» Set problem
Please copy out all of the material below verbatim, changing nothing.
=======
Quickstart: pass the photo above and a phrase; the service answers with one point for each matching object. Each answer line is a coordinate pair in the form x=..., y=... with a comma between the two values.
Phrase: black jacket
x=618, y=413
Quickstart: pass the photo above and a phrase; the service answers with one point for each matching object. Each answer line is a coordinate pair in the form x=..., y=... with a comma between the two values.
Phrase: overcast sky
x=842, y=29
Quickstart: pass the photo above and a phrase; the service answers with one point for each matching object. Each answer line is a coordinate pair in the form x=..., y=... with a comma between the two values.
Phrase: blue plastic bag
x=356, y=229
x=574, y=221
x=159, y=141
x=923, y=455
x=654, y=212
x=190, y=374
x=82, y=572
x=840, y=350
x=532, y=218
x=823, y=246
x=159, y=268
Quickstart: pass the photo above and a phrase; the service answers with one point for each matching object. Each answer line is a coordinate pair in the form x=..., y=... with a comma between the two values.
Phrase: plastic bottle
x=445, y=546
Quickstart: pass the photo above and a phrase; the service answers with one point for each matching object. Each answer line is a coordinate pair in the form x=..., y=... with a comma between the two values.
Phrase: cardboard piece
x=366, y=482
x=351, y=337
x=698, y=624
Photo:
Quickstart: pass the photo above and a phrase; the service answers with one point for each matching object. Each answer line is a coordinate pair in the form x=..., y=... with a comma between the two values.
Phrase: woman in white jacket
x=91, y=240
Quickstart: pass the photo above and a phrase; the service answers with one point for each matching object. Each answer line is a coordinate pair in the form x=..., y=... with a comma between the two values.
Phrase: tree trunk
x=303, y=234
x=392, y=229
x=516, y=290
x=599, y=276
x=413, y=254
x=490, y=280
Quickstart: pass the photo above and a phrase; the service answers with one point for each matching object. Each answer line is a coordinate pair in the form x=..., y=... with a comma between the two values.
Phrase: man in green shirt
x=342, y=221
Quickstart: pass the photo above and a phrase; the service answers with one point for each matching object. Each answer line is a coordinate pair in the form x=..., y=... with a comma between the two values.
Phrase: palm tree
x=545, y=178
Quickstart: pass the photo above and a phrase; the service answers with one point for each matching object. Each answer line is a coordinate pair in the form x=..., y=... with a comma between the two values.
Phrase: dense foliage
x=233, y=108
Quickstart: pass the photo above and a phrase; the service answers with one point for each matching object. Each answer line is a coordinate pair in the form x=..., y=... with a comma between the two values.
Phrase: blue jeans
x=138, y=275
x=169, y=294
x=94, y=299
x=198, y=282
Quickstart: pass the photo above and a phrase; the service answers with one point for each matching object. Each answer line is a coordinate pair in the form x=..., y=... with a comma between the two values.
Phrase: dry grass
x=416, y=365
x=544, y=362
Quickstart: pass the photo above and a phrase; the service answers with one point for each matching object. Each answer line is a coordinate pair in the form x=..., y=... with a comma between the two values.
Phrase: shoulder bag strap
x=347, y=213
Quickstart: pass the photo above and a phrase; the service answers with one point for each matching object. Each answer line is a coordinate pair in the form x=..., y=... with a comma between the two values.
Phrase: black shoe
=======
» Solution to this problem
Quickstart: pass the photo above and a phrase; the service answers with one point for each matching object. Each answer line is a coordinate pair in the form x=..., y=... with a comma between the two values.
Phrase: black jacket
x=618, y=413
Quickstart: pass the photo above and a phrase; the service answers with one point for each matching object. Each answer line is a coordinate pair in the form x=..., y=... with a comma between the two values.
Phrase: overcast sky
x=842, y=29
Quickstart: pass the photo above and a phrase; the service answers with one point for each matching object. Each answer line is a coordinate pair in the form x=..., y=... with a comma between the two values.
Phrase: blue plastic bag
x=356, y=229
x=574, y=221
x=159, y=141
x=923, y=455
x=654, y=212
x=190, y=374
x=82, y=572
x=840, y=350
x=532, y=218
x=823, y=246
x=159, y=268
Quickstart: pass the photo above and a phrase; the service answers with one point for each matching object. Each answer line is a coordinate pair in the form x=..., y=... with a comma between the two values.
Phrase: plastic bottle
x=445, y=546
Quickstart: pass the photo above and a phrase; the service answers with one point for each matching object. Each answer line is a coordinate pair in the form x=..., y=... with a comma between the two values.
Phrase: cardboard piece
x=366, y=482
x=351, y=337
x=698, y=624
Photo:
Quickstart: pass the photo above and a phrase; the service answers with one point for each matching object. Each answer line is a coordinate pair in the form x=..., y=... with a comma between the two values.
Phrase: woman in white jacket
x=91, y=240
Quickstart: pass the photo above and a phrase; the service answers with one point for each matching object. Each answer line is a coordinate pair in the form x=..., y=... with a comma between the two values.
Phrase: tree trunk
x=303, y=234
x=392, y=229
x=516, y=290
x=599, y=276
x=413, y=254
x=490, y=280
Quickstart: pass the photo above and a phrase; the service answers with one point for each matching object. Each answer line is a coordinate pair in the form x=..., y=... with a comma between the two values.
Phrase: man in green shirt
x=342, y=221
Quickstart: pass the photo above and a phrase; the service answers with one point for each matching object. Each answer line is a coordinate pair in the form x=..., y=... with a comma between the two values.
Phrase: palm tree
x=545, y=178
Quickstart: pass the photo above and a phrase; the service answers with one point for each matching object. Each answer line is a coordinate pair in the form x=..., y=... with a comma between the two values.
Phrase: dense foliage
x=233, y=108
Quickstart: pass the photo above and a phrase; the service answers with one point for each matching object. Each answer line is a coordinate pair in the form x=..., y=... with a comma between the two values.
Phrase: blue jeans
x=138, y=275
x=169, y=294
x=94, y=299
x=198, y=282
Quickstart: pass the photo above and a phrase; the service answers with one point for each matching object. Each answer line is a coordinate pair in the form x=..., y=... with a comma between the two values.
Phrase: dry grass
x=416, y=365
x=544, y=362
Quickstart: pass the photo above and a phrase; the service answers with one point for each matching object. Each answer line is a coordinate pair in the form x=..., y=... with a comma between the two values.
Phrase: shoulder bag strap
x=347, y=213
Quickstart: pass the photo above and a phrase; the service answers with one point for each matching object. Each answer line is a coordinate pair in the form x=..., y=... with a comma between the two values.
Phrase: black shoe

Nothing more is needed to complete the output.